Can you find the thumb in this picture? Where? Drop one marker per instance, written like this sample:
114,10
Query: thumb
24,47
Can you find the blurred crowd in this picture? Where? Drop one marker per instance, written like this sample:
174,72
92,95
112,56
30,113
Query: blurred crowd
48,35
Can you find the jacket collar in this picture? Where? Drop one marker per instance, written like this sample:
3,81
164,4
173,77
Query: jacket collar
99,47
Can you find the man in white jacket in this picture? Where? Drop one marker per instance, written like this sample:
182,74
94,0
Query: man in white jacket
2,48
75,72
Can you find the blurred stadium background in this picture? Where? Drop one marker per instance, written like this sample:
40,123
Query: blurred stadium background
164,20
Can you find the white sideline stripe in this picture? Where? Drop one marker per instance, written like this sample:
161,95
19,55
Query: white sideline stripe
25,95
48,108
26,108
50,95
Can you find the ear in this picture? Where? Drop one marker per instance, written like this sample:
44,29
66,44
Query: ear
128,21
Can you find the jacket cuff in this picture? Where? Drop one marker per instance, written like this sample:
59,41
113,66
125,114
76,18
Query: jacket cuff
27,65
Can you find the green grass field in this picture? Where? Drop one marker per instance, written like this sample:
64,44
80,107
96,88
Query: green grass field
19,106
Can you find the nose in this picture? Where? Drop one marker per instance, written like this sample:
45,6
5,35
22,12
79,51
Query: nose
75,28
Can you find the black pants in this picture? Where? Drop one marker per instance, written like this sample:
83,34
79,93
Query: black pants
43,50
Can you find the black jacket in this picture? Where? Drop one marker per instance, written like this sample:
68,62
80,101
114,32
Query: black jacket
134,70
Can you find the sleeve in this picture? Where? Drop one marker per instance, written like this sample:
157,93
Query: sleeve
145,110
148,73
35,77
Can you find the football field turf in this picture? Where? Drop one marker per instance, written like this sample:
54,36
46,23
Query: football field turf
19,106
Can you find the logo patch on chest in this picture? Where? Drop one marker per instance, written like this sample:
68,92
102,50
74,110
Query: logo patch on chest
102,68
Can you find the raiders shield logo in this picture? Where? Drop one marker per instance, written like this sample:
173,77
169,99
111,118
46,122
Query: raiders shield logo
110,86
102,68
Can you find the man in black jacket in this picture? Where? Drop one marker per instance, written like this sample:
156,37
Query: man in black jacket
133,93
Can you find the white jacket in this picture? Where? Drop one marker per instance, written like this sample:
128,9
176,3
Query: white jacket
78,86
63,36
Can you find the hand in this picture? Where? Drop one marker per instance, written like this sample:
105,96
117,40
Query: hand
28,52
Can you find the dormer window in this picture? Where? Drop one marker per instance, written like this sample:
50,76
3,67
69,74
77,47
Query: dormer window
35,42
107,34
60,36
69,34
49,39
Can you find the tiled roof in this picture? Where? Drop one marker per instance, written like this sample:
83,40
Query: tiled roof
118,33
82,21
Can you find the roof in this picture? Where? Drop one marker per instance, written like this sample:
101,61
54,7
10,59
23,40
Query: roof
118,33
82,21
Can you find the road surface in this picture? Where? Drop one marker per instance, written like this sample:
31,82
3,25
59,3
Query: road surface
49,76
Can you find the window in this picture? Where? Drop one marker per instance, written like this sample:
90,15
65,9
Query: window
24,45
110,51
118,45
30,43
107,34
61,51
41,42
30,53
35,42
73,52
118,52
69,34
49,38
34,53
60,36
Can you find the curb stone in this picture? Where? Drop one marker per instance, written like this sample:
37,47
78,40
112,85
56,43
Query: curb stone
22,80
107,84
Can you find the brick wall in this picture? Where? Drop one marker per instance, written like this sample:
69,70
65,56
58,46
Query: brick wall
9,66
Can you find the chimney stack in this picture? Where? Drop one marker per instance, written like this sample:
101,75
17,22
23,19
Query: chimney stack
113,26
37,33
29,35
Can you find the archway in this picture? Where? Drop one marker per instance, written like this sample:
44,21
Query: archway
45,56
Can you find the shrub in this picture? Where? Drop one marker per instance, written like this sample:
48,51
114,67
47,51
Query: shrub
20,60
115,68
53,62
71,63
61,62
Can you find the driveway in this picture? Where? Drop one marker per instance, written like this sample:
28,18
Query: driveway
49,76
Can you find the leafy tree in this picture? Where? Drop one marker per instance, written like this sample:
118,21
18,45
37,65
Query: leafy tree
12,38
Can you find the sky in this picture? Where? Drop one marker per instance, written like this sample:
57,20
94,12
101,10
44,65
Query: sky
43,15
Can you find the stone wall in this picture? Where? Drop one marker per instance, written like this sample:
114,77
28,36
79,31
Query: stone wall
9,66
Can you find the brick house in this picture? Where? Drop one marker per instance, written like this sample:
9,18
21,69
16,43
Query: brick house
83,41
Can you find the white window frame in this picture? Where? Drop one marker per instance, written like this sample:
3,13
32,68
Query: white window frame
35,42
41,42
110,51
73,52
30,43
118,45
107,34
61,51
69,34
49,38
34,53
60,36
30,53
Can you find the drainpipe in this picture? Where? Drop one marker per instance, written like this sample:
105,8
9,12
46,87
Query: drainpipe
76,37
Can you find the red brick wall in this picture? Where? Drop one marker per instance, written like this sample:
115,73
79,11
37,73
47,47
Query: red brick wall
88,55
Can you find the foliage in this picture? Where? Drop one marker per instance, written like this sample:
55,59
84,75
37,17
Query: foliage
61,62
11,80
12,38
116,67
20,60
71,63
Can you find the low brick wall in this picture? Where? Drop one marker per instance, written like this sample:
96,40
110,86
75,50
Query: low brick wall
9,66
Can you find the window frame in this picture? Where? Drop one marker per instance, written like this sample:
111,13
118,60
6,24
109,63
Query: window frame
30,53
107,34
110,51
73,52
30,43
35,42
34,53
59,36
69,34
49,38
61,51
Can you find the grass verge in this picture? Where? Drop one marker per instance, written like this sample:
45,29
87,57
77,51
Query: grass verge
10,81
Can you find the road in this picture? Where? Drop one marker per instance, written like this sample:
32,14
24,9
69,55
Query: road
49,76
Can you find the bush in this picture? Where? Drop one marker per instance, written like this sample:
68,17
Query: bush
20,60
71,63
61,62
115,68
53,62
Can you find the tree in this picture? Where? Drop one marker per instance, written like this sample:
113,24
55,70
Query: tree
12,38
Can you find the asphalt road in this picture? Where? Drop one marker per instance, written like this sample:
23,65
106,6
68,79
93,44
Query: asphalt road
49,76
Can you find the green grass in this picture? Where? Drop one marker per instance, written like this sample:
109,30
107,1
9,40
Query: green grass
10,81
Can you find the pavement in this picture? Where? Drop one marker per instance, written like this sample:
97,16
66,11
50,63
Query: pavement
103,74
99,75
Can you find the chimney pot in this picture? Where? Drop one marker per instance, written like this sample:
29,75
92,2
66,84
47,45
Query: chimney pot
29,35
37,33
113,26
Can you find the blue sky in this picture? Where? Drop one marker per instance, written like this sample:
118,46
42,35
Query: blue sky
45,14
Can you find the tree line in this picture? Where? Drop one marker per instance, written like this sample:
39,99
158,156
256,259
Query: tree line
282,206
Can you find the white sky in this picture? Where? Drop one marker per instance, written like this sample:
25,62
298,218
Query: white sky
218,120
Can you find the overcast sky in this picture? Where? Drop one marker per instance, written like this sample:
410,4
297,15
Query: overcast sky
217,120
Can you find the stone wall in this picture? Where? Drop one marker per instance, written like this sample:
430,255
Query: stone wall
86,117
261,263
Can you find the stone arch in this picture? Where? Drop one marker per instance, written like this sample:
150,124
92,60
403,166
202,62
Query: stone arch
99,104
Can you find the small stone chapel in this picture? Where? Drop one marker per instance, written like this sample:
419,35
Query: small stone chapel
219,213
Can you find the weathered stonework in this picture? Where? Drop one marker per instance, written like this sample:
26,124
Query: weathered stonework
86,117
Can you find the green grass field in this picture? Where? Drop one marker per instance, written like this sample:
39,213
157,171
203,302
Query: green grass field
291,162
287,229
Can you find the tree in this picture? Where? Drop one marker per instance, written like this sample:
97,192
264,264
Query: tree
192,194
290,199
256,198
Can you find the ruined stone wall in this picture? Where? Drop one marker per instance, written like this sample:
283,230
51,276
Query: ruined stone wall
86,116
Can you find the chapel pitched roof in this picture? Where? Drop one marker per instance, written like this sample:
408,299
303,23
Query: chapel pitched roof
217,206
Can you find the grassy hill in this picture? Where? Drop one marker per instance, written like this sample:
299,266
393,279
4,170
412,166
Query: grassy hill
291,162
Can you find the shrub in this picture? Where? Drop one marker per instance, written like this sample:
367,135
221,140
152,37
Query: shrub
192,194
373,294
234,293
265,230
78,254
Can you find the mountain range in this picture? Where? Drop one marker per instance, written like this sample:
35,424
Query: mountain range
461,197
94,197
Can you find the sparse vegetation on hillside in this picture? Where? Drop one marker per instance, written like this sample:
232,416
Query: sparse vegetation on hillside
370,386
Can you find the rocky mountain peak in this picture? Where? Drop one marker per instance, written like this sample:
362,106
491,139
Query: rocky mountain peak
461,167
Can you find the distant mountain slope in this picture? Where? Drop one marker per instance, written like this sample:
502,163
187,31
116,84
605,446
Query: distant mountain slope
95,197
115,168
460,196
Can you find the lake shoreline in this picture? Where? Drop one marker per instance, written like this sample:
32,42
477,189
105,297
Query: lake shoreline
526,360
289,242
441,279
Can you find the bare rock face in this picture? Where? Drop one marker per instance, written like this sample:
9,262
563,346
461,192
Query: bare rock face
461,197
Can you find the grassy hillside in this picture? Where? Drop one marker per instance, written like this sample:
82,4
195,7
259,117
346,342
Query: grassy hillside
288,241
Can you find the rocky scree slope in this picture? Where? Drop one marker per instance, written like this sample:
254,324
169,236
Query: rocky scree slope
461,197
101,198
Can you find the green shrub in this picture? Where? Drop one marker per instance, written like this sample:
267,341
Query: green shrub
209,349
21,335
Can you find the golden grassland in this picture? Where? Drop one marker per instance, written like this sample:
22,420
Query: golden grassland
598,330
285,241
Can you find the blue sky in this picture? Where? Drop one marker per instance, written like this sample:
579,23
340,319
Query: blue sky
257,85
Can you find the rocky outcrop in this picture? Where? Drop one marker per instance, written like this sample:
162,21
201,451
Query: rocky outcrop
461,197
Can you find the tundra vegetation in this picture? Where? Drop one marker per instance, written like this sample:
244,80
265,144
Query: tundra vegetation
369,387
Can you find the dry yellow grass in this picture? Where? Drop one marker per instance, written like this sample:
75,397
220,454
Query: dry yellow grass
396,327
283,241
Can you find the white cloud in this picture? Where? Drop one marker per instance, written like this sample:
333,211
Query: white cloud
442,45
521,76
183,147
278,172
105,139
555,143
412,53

▶ [Stated goal]: Repeat exactly the lines above from the line that contains "Can you find the rocky scree" through the end. Include both of these ends; leave out everything else.

▶ [The reply]:
Can you find the rocky scree slope in this picture? Where? Drop one marker per instance, written like this sample:
254,324
169,236
Query: rocky scree slope
461,197
101,198
Can you find the green shrub in this picture? Where? Drop one marker per instance, written like this sample:
267,341
Query: green shrub
209,349
21,335
Can you find the golden grassland in this picture? Where? Drop one marker per instance, written like this sample:
22,420
Query: golden grassland
598,330
285,241
Can you find the blue sky in this picture? Where? Drop one marker per instance, written like this sample:
579,23
340,319
Query: blue sky
257,85
Can you find the rocky outcrop in this picture? Where? Drop one marker per instance, written like this sample:
162,21
201,451
Query: rocky outcrop
461,197
Can you find the tundra vegetation in this picture? Where? Drop one marker per instance, written like this sample:
244,80
265,144
Query: tundra vegetation
369,387
Can you find the dry yellow grass in this picture? Where? Drop one marker per instance, written like this sample:
75,397
220,454
Query: dry yellow grass
396,327
283,241
Can you find the white cloud in this picture? Where? Drop one marker per instance, written like this sample:
333,211
Query: white cloud
442,45
521,76
183,147
278,172
105,139
555,143
412,53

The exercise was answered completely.